■ **Textauszug**:
════════
Psychogene Blindheit: OVG prüft Anspruch auf Unterstützung
Ein Sehverlust ist auch ohne organischen Schaden am Auge möglich.
Wenn eine psychische Ursache vorliegt, spricht man von psychogener
Blindheit. Ist dies eine anerkannte Behinderung?
Münster (dpa/lnw) - Muss fehlende Sehkraft wegen einer psychischen
Störung als Behinderung anerkannt werden? Mit dieser Frage
beschäftigt sich das nordrhein-westfälische Oberverwaltungsgericht
heute (12.30 Uhr).
Die Klägerin aus dem Kreis Steinfurt macht für sich geltend, dass sie
wegen eines psychologischen Problems nichts sieht - also an der
sogenannten psychogenen Blindheit leidet. Sie fordert vom
Landschaftsverband Westfalen-Lippe (LWL) finanzielle Unterstützung
und im Schwerbehindertenausweis einen entsprechenden Eintrag.
════════
■ **Bereitgestelltes Material**:

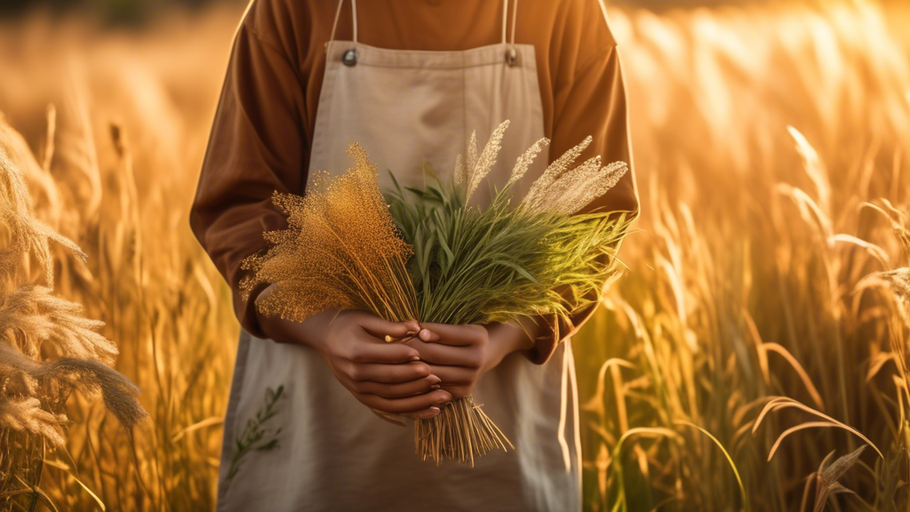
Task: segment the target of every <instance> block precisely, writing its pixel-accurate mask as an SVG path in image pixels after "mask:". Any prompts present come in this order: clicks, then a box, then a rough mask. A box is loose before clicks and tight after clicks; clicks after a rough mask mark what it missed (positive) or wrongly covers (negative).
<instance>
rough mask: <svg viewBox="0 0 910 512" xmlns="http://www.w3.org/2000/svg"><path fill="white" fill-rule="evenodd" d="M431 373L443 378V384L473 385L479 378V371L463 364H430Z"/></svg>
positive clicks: (450, 384) (441, 377) (442, 381)
mask: <svg viewBox="0 0 910 512" xmlns="http://www.w3.org/2000/svg"><path fill="white" fill-rule="evenodd" d="M430 374H432V375H435V376H437V377H439V378H440V379H442V385H443V387H445V386H447V385H448V386H451V385H453V384H468V385H471V384H473V383H474V381H476V380H477V372H476V371H474V370H471V369H469V368H465V367H463V366H438V365H432V364H431V365H430Z"/></svg>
════════
Schreiben Sie den Bericht über die Klage wegen psychogener Blindheit weiter, beginnend nach seinem letzten Satz.

Der LWL hatte ihre Anträge, die sie auf das Gesetz über die Hilfe für
Blinde und Gehörlose stützt, abgelehnt. Er argumentiert, dass
psychogene Blindheit keine Blindheit im Sinne des Gesetzes sei.
In der Vorinstanz hatte die Klägerin keinen Erfolg. Dabei könnte es
offen bleiben, so die 6. Kammer des Verwaltungsgerichts im Jahr 2023,
ob die Frau tatsächlich an einer psychogenen Blindheit leide, sie
ihre Sehbeeinträchtigung übertreibe oder sogar bewusst simuliere.
Das Verwaltungsgericht hatte die Berufung aber wegen der
grundsätzlichen Bedeutung zugelassen. Ein Urteil will das OVG
voraussichtlich nach der mündlichen Verhandlung verkünden.